## Exercise objective
Repeat all of the material exactly, with no line missing.

## Supplied entries
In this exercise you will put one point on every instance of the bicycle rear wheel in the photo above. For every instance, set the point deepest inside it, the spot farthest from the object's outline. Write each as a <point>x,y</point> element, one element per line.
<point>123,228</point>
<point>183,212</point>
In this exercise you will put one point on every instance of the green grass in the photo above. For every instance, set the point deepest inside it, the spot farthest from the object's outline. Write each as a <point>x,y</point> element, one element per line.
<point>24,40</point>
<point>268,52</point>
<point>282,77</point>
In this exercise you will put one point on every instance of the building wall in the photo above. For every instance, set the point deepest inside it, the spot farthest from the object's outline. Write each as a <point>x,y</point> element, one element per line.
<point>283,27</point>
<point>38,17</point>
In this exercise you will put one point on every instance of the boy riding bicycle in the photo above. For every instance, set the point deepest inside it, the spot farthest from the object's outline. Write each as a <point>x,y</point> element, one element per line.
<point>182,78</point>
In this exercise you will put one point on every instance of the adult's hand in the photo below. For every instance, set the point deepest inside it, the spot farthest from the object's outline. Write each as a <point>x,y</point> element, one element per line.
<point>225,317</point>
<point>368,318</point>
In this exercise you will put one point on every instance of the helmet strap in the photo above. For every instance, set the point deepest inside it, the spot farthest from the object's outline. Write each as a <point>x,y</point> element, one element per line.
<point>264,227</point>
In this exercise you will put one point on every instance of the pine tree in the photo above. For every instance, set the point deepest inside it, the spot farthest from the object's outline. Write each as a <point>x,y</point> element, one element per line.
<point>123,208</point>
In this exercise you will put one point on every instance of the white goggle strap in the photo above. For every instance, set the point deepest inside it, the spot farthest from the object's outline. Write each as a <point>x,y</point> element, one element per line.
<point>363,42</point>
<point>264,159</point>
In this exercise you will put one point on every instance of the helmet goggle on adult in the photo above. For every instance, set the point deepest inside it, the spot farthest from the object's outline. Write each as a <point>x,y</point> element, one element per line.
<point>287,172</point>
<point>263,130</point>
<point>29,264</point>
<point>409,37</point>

## Answer area
In this exercise you will put one point on every instance of the bicycle rear wheel in the photo above. For every instance, set the point deepest inside it, the spot farthest from the object's outline. Write each as a <point>x,y</point> element, one element per line.
<point>123,228</point>
<point>183,212</point>
In this exercise you will put one point on every instance of the green grass in the photo above. For every instance, set the point deepest inside it, the spot farthest from the object's outline. Write each as a <point>x,y</point> element, one element per line.
<point>24,40</point>
<point>268,52</point>
<point>282,77</point>
In this exercise you will put one point on every instance of the building wall in the photo above. For every instance, set the point deepest inside it, the spot farthest from the object's outline. Write each as a <point>x,y</point> element, one element per line.
<point>283,27</point>
<point>38,17</point>
In this exercise you will put one point on every instance of the boy riding bicycle in the photo above. For every instance, set the point deepest inside it, the spot farthest from the object's outline. Write each as a <point>x,y</point> element, one element per line.
<point>182,78</point>
In this exercise you will put one point on every instance of the adult's hand in the photo below. For every instance, set the point deepest inside it, the spot farthest from the object's outline. Write each as a <point>x,y</point> element, one element per line.
<point>225,317</point>
<point>368,318</point>
In this exercise you will put one point on every instance of the helmet strap in the photo above. For every instance, set the point deepest inside it, the spot farthest from the object's outline. Write each as a <point>x,y</point> element, one element per line.
<point>264,227</point>
In this exercise you will put one point on every instance of the pine tree in the photo above. For every instance, set the point deepest inside it, the spot farthest from the object's outline. Write each as a <point>x,y</point> element, one element per line.
<point>123,208</point>
In this exercise you will put one point on every instance of the white goggle strap in the photo above. For every instance, set the point deepest inside it, the spot farthest from the object's outline. Write each as a <point>x,y</point> element, one element per line.
<point>363,42</point>
<point>264,159</point>
In this exercise you will put one point on every instance of the helmet goggle on adult in the photo above. For every instance, set the point deepest inside it, the spot farthest from the object's outline. Write each as a <point>x,y</point> element, one element per line.
<point>287,172</point>
<point>263,130</point>
<point>29,264</point>
<point>409,37</point>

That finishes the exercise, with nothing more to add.